Stated goal:
The records that follow should be retyped word for word.

Data for processing:
┏━━

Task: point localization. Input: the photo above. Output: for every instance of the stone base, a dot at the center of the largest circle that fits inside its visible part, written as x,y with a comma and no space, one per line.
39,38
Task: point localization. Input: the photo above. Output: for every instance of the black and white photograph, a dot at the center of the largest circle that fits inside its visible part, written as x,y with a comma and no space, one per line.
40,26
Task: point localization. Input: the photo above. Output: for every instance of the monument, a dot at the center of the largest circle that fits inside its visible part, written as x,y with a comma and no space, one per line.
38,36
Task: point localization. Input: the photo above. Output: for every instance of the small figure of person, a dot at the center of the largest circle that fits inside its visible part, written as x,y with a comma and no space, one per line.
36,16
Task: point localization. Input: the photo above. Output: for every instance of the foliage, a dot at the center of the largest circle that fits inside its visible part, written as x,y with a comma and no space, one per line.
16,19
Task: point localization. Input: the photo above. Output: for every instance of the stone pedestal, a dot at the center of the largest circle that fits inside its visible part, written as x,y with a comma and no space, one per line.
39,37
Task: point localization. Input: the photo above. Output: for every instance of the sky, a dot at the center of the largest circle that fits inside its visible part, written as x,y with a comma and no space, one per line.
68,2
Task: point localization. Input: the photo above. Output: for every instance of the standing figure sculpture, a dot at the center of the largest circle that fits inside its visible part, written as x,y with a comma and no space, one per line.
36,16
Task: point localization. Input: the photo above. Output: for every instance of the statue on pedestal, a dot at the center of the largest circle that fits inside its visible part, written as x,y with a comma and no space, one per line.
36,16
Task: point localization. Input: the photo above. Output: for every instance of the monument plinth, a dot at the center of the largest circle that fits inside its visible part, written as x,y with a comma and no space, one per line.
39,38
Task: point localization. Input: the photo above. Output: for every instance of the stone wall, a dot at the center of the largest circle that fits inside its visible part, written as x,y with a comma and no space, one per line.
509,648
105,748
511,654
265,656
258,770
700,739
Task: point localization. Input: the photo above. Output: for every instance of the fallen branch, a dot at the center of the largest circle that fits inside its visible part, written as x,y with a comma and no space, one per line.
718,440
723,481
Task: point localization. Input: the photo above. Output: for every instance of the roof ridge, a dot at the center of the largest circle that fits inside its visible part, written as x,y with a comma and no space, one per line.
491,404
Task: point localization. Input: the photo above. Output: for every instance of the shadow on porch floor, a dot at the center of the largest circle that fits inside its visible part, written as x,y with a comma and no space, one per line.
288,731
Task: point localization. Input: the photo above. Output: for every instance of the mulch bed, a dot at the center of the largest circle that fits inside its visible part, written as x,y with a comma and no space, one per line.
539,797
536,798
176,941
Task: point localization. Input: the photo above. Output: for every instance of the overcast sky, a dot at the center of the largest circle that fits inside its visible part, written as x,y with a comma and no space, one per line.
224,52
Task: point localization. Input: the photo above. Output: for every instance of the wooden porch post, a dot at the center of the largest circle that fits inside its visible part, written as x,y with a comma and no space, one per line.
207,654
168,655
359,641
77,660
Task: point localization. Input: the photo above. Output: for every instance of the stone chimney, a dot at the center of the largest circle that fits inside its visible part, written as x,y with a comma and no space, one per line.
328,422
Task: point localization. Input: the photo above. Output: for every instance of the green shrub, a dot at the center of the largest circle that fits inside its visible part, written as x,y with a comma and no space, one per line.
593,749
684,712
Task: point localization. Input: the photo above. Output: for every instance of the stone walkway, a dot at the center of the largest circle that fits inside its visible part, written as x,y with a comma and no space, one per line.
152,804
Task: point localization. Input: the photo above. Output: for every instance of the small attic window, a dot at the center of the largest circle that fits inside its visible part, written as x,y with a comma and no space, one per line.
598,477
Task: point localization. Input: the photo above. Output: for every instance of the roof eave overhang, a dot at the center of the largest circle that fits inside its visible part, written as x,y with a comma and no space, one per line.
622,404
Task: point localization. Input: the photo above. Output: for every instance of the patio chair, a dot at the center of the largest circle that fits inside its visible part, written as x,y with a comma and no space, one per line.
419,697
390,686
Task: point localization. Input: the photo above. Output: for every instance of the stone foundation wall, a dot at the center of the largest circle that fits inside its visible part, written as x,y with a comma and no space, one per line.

┗━━

Exercise output:
Task: point localization. Input: the photo above. Output: for every instance of the stone base, a dot at the center of the largest circle that fits inside its visible part, written as x,y with a comma and no space, one per line.
39,38
Task: point localization. Input: the photo above. Output: for every instance of the black and white photograph, a dot at the center of the largest circle that fits inside its visible part, written as x,y with a comma and no space, one per line.
40,26
Task: point localization. Input: the photo above. Output: for every instance of the monument, a dot at the center of the largest circle that fits inside its visible part, written as x,y with a comma and no space, one per line.
38,36
Task: point localization. Input: the photo above. Output: for every instance of the small figure of person, a dot at the center of the largest circle that fits inside its visible part, written as x,y with a comma and no space, one per line.
36,16
Task: point localization. Input: the photo above. Output: for every instance of the foliage, a dot at the center of the largest circle that fits inside its visible part, written as x,y with a comma and no space, one per line.
16,19
Task: point localization. Input: the photo above. Output: for every instance of the stone pedestal, a dot at the center of the largest circle that fits inside its visible part, written as x,y with a comma and no space, one per line.
39,37
Task: point localization. Input: the photo above. Output: for every instance of the sky, a dot at the center of the largest circle that fits inside its visible part, written as x,y with a comma and no space, one per line.
68,2
Task: point localization. Input: the photo above. Output: for every instance of the standing figure sculpture, a dot at the center of the largest circle that fits inside its visible part, written as x,y with a comma and no space, one per line.
36,16
Task: point localization. Input: the photo above. Output: for every instance of the statue on pedestal, a dot at the center of the largest circle that fits inside its visible part, written as x,y with a comma and no space, one per line.
36,16
Task: point localization. Input: the photo above. Output: for every instance of the monument plinth, a dot at the center of the largest circle that fits inside its visible part, written as x,y with a comma and no space, one per line.
39,38
Task: point localization. Input: the photo above. Output: for every instance of the stone wall, a dot at the center of the largest circle that fits inside its visible part, written as x,y with a comma and no space, one per line.
509,648
105,748
511,654
265,656
258,770
700,739
Task: point localization. Input: the photo above. Output: for every instance of the fallen branch, a dot at the center of the largest circle that fits inside its visible part, written as x,y with a comma and no space, one per line.
718,440
723,481
Task: point localization. Input: the photo above. Output: for every instance of the roof ridge, a dot at the center of the largest circle that fits inside its visible part, written as x,y with a comma and no space, one per line.
491,404
Task: point localization. Input: the photo above. Output: for every instance of the shadow on porch floor, a dot at the center of the largest circle that fits inside its visible part, written as x,y with a comma and no space, one per line.
288,731
Task: point localization. Input: the photo above. Output: for every instance of the mulch bed, a dot at the center of the largest circle that fits inside its visible part, written as x,y with a comma and no space, one per line.
539,797
536,798
176,941
Task: point localization. Input: the photo above. Output: for every instance of the overcast sky, a dot at the center of the largest circle that fits inside its visible part, written as x,y with a comma and no space, one per line.
224,52
Task: point localization. Input: the photo above. Output: for every instance of the wooden porch post, a dot at the center of the largest circle that fits inside its visible part, written as x,y with a comma and no space, one per line.
207,654
168,655
359,641
77,660
Task: point localization. Input: the photo above. Output: for every instance of the stone chimney, a dot at the center of the largest circle that fits inside its visible part, written as x,y with a comma and no space, one per line.
328,422
Task: point localization. Input: the photo above. Output: for every instance of the green shrub, a dot at the center of the largest circle that fits inside its visible part, written as x,y with a comma and no space, one per line.
593,749
684,712
Task: point localization. Input: the photo above. Output: for every instance of the stone walkway, a dot at the center of the largest circle that fits inside its visible part, written as x,y with a comma and no space, one per line.
152,804
Task: point localization. Input: the photo above. Output: for every instance of the small attic window, a dot at the center of the largest circle that fits inside its visible part, written as x,y with a comma and no space, one per line.
598,477
Task: point localization. Input: the photo above. Output: for every instance of the roof eave overhang, a dot at the center of the largest circle that fits inside its visible part, written as x,y with a comma and no space, one per line.
622,404
Task: point localization. Input: the photo above. Output: for every instance of the patio chair, a dot at the center of the largest circle that fits inside its visible part, written as x,y with a comma and no space, one per line.
419,697
390,686
Task: point localization. Input: the photo above. Output: for every instance of the stone foundation wall, a dot at the center of the largest circle that fits inside its visible part, written as x,y with a comma and no space, one per line.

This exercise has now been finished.